**Task requirements:**
Word for word, transcribe the lines below and drop the pictures.

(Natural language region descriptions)
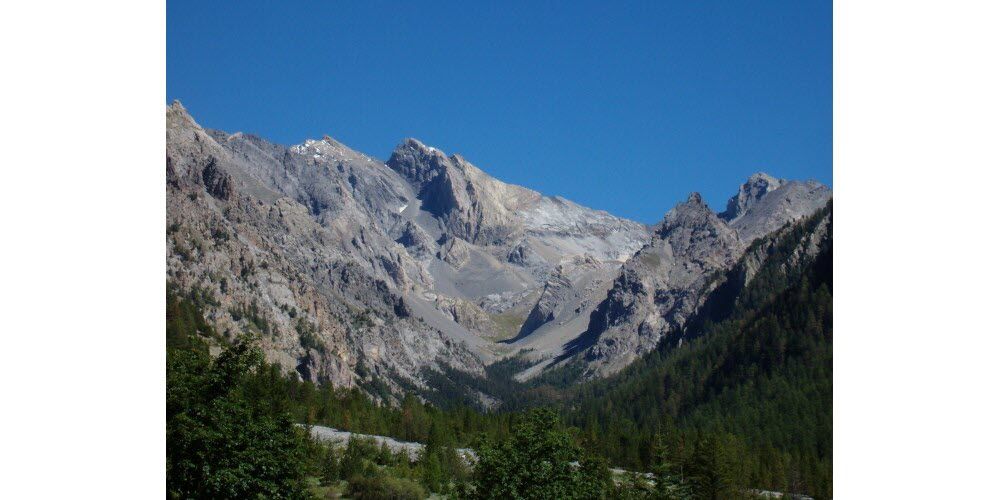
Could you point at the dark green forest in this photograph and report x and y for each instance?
(739, 401)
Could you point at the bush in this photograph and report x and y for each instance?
(385, 488)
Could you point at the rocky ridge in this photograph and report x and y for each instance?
(369, 274)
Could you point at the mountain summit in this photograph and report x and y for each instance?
(382, 274)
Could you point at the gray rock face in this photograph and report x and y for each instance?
(755, 188)
(360, 272)
(667, 281)
(661, 286)
(790, 201)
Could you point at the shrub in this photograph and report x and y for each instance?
(385, 488)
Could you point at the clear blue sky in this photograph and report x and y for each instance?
(624, 108)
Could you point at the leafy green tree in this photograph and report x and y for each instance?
(539, 460)
(220, 445)
(713, 468)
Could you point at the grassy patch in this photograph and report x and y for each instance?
(508, 324)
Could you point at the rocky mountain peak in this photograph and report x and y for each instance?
(755, 188)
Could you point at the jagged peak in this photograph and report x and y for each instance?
(414, 144)
(751, 191)
(695, 199)
(177, 115)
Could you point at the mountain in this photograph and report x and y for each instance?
(755, 361)
(399, 276)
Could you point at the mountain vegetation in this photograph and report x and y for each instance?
(742, 402)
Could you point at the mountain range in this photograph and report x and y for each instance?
(383, 274)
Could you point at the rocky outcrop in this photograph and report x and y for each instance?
(666, 282)
(365, 273)
(765, 204)
(660, 286)
(554, 297)
(755, 188)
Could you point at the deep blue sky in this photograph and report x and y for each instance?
(623, 108)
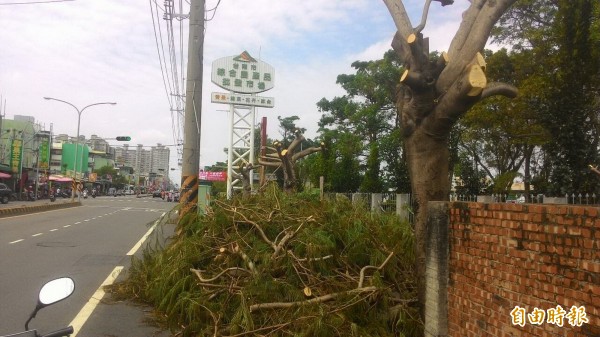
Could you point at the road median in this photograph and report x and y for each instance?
(28, 209)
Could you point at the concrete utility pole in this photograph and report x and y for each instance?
(193, 111)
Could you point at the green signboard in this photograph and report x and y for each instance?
(16, 155)
(44, 159)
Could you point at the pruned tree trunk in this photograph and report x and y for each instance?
(286, 159)
(433, 95)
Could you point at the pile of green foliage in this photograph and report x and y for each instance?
(277, 264)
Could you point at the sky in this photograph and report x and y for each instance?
(91, 51)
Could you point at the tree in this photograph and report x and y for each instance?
(367, 110)
(435, 93)
(500, 135)
(286, 158)
(562, 36)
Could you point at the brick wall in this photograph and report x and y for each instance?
(503, 256)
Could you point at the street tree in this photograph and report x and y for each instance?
(286, 158)
(368, 109)
(435, 94)
(562, 43)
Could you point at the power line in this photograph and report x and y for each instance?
(159, 59)
(33, 2)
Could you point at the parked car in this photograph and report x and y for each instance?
(5, 193)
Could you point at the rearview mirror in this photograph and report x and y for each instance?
(56, 290)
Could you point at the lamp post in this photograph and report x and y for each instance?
(77, 139)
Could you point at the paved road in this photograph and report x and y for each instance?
(85, 243)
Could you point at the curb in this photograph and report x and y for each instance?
(7, 212)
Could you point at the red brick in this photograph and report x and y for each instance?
(574, 230)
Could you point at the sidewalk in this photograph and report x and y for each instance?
(27, 207)
(113, 318)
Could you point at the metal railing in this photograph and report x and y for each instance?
(402, 204)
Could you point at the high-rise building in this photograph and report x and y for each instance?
(159, 159)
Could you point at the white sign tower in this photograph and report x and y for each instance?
(244, 77)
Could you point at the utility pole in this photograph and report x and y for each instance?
(193, 111)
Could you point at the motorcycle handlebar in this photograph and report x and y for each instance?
(61, 333)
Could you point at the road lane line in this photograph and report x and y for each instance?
(143, 239)
(91, 304)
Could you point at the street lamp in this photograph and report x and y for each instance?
(77, 139)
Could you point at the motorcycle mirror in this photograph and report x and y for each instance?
(52, 292)
(56, 290)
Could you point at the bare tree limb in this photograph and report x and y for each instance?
(305, 152)
(475, 40)
(365, 268)
(320, 299)
(497, 88)
(400, 17)
(228, 270)
(467, 22)
(268, 163)
(594, 169)
(299, 139)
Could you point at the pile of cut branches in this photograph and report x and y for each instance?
(278, 265)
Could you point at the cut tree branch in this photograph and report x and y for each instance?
(306, 152)
(474, 42)
(365, 268)
(320, 299)
(228, 270)
(502, 89)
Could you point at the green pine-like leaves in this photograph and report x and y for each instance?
(324, 246)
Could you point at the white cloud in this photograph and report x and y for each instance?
(104, 50)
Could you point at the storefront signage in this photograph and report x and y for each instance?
(241, 99)
(213, 176)
(16, 154)
(243, 74)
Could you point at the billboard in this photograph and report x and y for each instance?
(213, 176)
(44, 154)
(16, 155)
(243, 74)
(240, 99)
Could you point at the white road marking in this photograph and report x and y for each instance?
(143, 239)
(89, 307)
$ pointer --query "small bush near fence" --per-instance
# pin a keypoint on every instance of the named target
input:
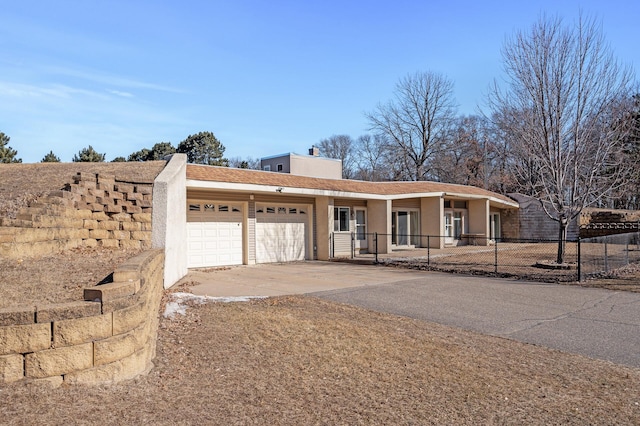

**Expected answer:**
Could you point at the dark green forest in this photograph and report x and y for each instance?
(739, 401)
Could you point at the bush in this photograph and report x and y for each instance?
(385, 488)
Could you point at the rocky ridge in this photograph and report x and y for each instance?
(369, 274)
Could you point at the mountain summit in this photograph and report x and y for each instance?
(382, 274)
Could you point at the gray rock face in this photograph and report x and y for each instance?
(755, 188)
(360, 272)
(667, 281)
(661, 286)
(790, 201)
Could you point at the shrub in this photograph and report x and y for each instance?
(385, 488)
Could you point at the clear blue sky in this photograph and report x and y for each instance?
(624, 108)
Could you point at the leafy green tree in this photograph and report x and y for each instance?
(539, 460)
(220, 445)
(713, 468)
Could you point at the grassy patch in this photograph and report x and y for each instance?
(508, 324)
Could you point at the rocky mountain peak in this photograph and report x and y for each instance?
(755, 188)
Could you point at the jagged peak in this photograph and report x and y for each instance?
(414, 144)
(751, 191)
(695, 199)
(177, 115)
Could you point at the mountain in this photograph and report x and y for each instance?
(755, 361)
(399, 276)
Could you point at the mountain vegetation in this photograph and report x and y for each instance?
(742, 402)
Could you point at the mountain range in this photograph and report x and y for each instance?
(383, 274)
Could you point at the rocky outcrop in this photograph and report x and y for each instance?
(666, 282)
(365, 273)
(765, 204)
(660, 286)
(554, 297)
(755, 188)
Could you point at the deep blue sky in this photograph and report x and y for each instance?
(623, 108)
Could you point at the road median in this photograph and report x and y for each instance?
(28, 209)
Could you point at the concrete utility pole in this photograph and report x and y for each instance?
(193, 111)
Could you point at the green signboard in this photograph and report x and y for each instance?
(16, 155)
(44, 159)
Could you point at the pruned tree trunk in this photograph and report x and y for each instance?
(286, 159)
(433, 95)
Could you point at the pile of green foliage in this photograph and report x and y for each instance?
(277, 264)
Could you point at the sky in this photograph and report x and y for each instance?
(91, 51)
Could you point at the tree in this photograph and report x and y for each instance?
(367, 110)
(435, 93)
(500, 135)
(286, 158)
(562, 36)
Could you point at the brick wall in this photograph and report x and y for each instance?
(503, 256)
Could you point at the street tree in this photograph and report x and y for each instance?
(286, 158)
(368, 109)
(435, 94)
(562, 43)
Could you point at the power line in this photograph and report x and y for each instance?
(159, 59)
(33, 2)
Could you point at the parked car in this photograph and report x and y for each instance?
(5, 193)
Could you point at the rearview mirror in this photograph and report x and y for each instance?
(56, 290)
Could you point at the lamp post in this photograph and report x and y for each instance?
(77, 139)
Could you point at the paved road in this photograph and report x and y for each instance?
(85, 243)
Could you point at the curb in this photograph and report x and y for each instance?
(7, 212)
Could you point at the red brick in this photograph and report x and y for each instance?
(574, 230)
Could you point at the sidewalk in this photograph and report x and y for each instance?
(27, 207)
(113, 318)
Could you point at the metal railing in this photograph and report x and y for each instance?
(402, 204)
Could you point at the high-rise building in this photograph and report x and y for each instance?
(159, 159)
Could you point at the white sign tower in this photograph and report x and y for each instance?
(244, 77)
Could you point at the utility pole in this photograph and report x and y for each instance?
(193, 111)
Could you point at the motorcycle handlebar in this photograph and report x and y for each instance?
(61, 333)
Could you point at the road lane line in this photograph and report x and y for each instance?
(143, 239)
(91, 304)
Could you point at the street lamp in this photograph and report x and y for each instance?
(77, 139)
Could you point at the motorcycle mirror in this photograph and report x and y for each instance?
(52, 292)
(56, 290)
Could you point at the bare tree limb in this photograph and report x and y for each instance?
(305, 152)
(475, 40)
(365, 268)
(320, 299)
(497, 88)
(400, 17)
(228, 270)
(467, 22)
(268, 163)
(594, 169)
(299, 139)
Could you point at the pile of cut branches in this photograph and report x and y for each instance?
(278, 265)
Could you point at the cut tree branch in this photograph and report x and y for each instance?
(306, 152)
(474, 42)
(365, 268)
(320, 299)
(228, 270)
(502, 89)
Could you point at the green pine-like leaves in this photograph and report x and y for each instance?
(324, 246)
Could you point at the white cloud in this photograph and report x and y for each instance?
(104, 50)
Could you point at the storefront signage in this photograph and report x and y for each instance?
(241, 99)
(213, 176)
(16, 154)
(243, 74)
Could you point at the billboard in this photograph and report x and y for each instance?
(213, 176)
(44, 154)
(16, 155)
(243, 74)
(240, 99)
Could you point at the white road marking in this photograph and report x and y for each instance?
(143, 239)
(89, 307)
$ pointer --query "small bush near fence" --per-instance
# pin a keypoint on every instance of the named target
input:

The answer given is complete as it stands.